◆ SET OF TASKS:
1/ In the course listings, list every author named as a source of fiction for the Fiestas cubanas class.
2/ Return the part of the course listings that runs from "W 2.30–4.20" up to and including "Also CLPT 941b.".

[[ SELECTED EXTRACT, beginning ]]

SPAN 938a, Latin American Poetics.  Fernando Rosenberg.
W 4–5.50
In this class we look at Latin American poetry with special attention to modernismo and vanguardia, inasmuch as these two movements set the tone for any further discussion of poetic modernity in Latin America. Problems of literary techniques are considered with regard to the creative incorporation of traditions and the pressure to innovate them. We read the poetic production of the continent as a field of discussion, with constant reference to their aesthetic position as an intellectual intervention. In Spanish.

SPAN 942b, Fiestas cubanas.  Roberto González Echevarría.
W 2.30–4.20
A study of the fiestas marking the Cuban calendar from the nineteenth century to the present, how they respond to cultural and political transformations, and how they are inscribed in literature, particularly the narrative. The feast as the representation of time and social and political change. The work of anthropologists and theorists of literature such as Claude Lévi-Strauss, Marcel Mauss, Arnold van Gennep, and Mikhail Bakhtin, along with that of Latin American and Cuban anthropologists and writers such as Fernando Ortiz, Lidia Cabrera, José Arrom, Manuel Moreno Fraginals, Miguel Barnet, and Octavio Paz. Fiction by Cirilo Villaverde, Alejo Carpentier, José Lezama Lima, Severo Sarduy, Reinaldo Arenas, Daína Chaviano, and others. In Spanish. Also CLPT 941b.

[[ SELECTED EXTRACT, end ]]
[[ EXERCISE DATA, beginning ]]

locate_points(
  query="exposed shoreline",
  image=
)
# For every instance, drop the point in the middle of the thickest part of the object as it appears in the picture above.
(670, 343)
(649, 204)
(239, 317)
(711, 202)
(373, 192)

[[ EXERCISE DATA, end ]]
[[ EXERCISE DATA, beginning ]]

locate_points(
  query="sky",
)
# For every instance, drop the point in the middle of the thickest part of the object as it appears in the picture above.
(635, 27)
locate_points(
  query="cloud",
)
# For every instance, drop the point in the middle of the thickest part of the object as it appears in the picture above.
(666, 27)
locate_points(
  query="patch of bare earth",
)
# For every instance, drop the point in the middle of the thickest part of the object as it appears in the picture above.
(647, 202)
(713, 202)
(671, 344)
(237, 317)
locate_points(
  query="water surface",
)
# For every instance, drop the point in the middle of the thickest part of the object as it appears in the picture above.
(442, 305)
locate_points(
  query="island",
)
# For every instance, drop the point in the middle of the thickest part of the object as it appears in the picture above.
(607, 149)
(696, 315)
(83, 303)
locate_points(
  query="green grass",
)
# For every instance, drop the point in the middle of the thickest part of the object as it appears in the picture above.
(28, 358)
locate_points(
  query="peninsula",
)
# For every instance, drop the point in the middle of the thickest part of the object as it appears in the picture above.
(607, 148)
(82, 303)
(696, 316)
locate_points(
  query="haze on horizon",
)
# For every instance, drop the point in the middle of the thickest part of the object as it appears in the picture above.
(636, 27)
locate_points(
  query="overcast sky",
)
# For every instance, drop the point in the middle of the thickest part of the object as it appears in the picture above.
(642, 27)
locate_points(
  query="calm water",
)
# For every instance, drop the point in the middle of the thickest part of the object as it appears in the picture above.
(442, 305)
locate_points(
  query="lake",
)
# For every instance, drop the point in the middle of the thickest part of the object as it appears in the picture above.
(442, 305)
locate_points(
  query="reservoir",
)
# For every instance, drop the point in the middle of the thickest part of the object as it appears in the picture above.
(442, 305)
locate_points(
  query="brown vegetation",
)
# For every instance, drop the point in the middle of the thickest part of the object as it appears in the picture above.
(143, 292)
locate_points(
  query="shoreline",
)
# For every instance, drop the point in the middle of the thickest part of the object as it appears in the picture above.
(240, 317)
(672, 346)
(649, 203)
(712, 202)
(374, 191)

[[ EXERCISE DATA, end ]]

◆ PROBLEM SOLUTIONS:
1/ Cirilo Villaverde, Alejo Carpentier, José Lezama Lima, Severo Sarduy, Reinaldo Arenas, Daína Chaviano

2/
W 2.30–4.20
A study of the fiestas marking the Cuban calendar from the nineteenth century to the present, how they respond to cultural and political transformations, and how they are inscribed in literature, particularly the narrative. The feast as the representation of time and social and political change. The work of anthropologists and theorists of literature such as Claude Lévi-Strauss, Marcel Mauss, Arnold van Gennep, and Mikhail Bakhtin, along with that of Latin American and Cuban anthropologists and writers such as Fernando Ortiz, Lidia Cabrera, José Arrom, Manuel Moreno Fraginals, Miguel Barnet, and Octavio Paz. Fiction by Cirilo Villaverde, Alejo Carpentier, José Lezama Lima, Severo Sarduy, Reinaldo Arenas, Daína Chaviano, and others. In Spanish. Also CLPT 941b.